Your task is to give the data again, exactly, with every line intact.

(Dataset records)
------------------------------------------------
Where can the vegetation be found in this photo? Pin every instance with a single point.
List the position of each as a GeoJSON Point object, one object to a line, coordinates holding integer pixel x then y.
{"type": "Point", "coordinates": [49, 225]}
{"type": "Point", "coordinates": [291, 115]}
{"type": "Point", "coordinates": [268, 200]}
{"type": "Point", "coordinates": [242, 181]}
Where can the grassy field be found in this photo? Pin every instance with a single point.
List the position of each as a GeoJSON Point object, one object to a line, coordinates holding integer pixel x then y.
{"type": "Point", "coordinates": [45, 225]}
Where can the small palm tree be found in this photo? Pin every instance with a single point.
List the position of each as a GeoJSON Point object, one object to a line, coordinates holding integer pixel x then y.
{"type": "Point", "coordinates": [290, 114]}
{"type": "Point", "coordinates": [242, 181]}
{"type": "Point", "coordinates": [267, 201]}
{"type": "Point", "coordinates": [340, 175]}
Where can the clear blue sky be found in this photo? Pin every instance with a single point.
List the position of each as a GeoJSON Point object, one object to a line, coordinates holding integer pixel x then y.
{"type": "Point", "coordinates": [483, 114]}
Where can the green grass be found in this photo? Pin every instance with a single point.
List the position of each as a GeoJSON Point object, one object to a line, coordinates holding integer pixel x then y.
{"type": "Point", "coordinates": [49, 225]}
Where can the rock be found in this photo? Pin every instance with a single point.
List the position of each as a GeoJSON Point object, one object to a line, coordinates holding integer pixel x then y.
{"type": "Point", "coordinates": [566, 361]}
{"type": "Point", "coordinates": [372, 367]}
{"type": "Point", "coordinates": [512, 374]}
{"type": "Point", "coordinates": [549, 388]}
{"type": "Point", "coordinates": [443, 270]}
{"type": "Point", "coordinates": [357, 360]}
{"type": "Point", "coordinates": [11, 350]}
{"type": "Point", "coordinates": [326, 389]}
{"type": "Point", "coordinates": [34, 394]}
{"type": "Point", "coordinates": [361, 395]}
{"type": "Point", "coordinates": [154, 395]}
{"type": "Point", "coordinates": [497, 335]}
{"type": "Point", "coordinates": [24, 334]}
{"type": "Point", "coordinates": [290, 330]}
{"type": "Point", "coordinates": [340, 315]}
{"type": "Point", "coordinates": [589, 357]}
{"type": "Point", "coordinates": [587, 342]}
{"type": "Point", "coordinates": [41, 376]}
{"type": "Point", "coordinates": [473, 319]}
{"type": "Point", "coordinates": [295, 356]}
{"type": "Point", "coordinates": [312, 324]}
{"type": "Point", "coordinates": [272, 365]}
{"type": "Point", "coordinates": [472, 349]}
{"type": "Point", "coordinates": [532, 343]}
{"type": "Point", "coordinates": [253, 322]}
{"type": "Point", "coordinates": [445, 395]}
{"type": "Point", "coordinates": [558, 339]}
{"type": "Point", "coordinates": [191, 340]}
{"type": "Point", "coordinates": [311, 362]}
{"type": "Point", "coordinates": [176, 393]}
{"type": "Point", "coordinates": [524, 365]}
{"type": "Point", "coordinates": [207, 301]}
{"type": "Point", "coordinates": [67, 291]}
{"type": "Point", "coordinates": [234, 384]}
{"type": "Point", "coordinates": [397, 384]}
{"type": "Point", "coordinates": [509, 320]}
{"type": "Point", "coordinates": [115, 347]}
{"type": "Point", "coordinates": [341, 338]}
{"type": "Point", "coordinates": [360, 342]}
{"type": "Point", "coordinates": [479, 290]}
------------------------------------------------
▶ Response to the task:
Where can the vegetation be found in this photo? Pin every instance with a single point.
List the position of each as a GeoJSON Point object, one object to a line, coordinates holding integer pixel x then y.
{"type": "Point", "coordinates": [49, 225]}
{"type": "Point", "coordinates": [291, 115]}
{"type": "Point", "coordinates": [268, 200]}
{"type": "Point", "coordinates": [242, 181]}
Where can the grassy field be found in this photo? Pin every instance with a single point.
List the position of each as a GeoJSON Point object, one object to a line, coordinates holding integer pixel x then y.
{"type": "Point", "coordinates": [45, 225]}
Where can the small palm tree be found in this photo? Pin every instance with a single point.
List the position of each as a GeoJSON Point object, one object to a line, coordinates holding integer pixel x then y.
{"type": "Point", "coordinates": [290, 114]}
{"type": "Point", "coordinates": [242, 181]}
{"type": "Point", "coordinates": [267, 201]}
{"type": "Point", "coordinates": [340, 175]}
Where can the clear blue sky be found in this photo? Pin every instance with a single point.
List the position of each as a GeoJSON Point object, one object to a line, coordinates holding integer pixel x then y.
{"type": "Point", "coordinates": [483, 114]}
Where can the green grass be found in this photo? Pin every instance with a single point.
List the position of each as a GeoJSON Point object, one object to a line, coordinates holding integer pixel x then y.
{"type": "Point", "coordinates": [49, 225]}
Where can the rock be found in this photo? Pin every instance with a single point.
List the position of each as a GeoJSON Point object, one object to a line, coordinates holding integer pixel x then y.
{"type": "Point", "coordinates": [566, 361]}
{"type": "Point", "coordinates": [372, 367]}
{"type": "Point", "coordinates": [512, 374]}
{"type": "Point", "coordinates": [549, 388]}
{"type": "Point", "coordinates": [443, 270]}
{"type": "Point", "coordinates": [357, 360]}
{"type": "Point", "coordinates": [11, 350]}
{"type": "Point", "coordinates": [326, 389]}
{"type": "Point", "coordinates": [34, 394]}
{"type": "Point", "coordinates": [361, 395]}
{"type": "Point", "coordinates": [154, 395]}
{"type": "Point", "coordinates": [497, 335]}
{"type": "Point", "coordinates": [24, 334]}
{"type": "Point", "coordinates": [290, 330]}
{"type": "Point", "coordinates": [340, 315]}
{"type": "Point", "coordinates": [589, 357]}
{"type": "Point", "coordinates": [587, 342]}
{"type": "Point", "coordinates": [41, 376]}
{"type": "Point", "coordinates": [473, 319]}
{"type": "Point", "coordinates": [295, 356]}
{"type": "Point", "coordinates": [312, 324]}
{"type": "Point", "coordinates": [272, 365]}
{"type": "Point", "coordinates": [472, 349]}
{"type": "Point", "coordinates": [532, 343]}
{"type": "Point", "coordinates": [253, 322]}
{"type": "Point", "coordinates": [445, 395]}
{"type": "Point", "coordinates": [558, 339]}
{"type": "Point", "coordinates": [191, 340]}
{"type": "Point", "coordinates": [311, 362]}
{"type": "Point", "coordinates": [176, 393]}
{"type": "Point", "coordinates": [524, 365]}
{"type": "Point", "coordinates": [207, 301]}
{"type": "Point", "coordinates": [67, 291]}
{"type": "Point", "coordinates": [234, 384]}
{"type": "Point", "coordinates": [397, 384]}
{"type": "Point", "coordinates": [509, 320]}
{"type": "Point", "coordinates": [115, 347]}
{"type": "Point", "coordinates": [341, 338]}
{"type": "Point", "coordinates": [360, 342]}
{"type": "Point", "coordinates": [479, 290]}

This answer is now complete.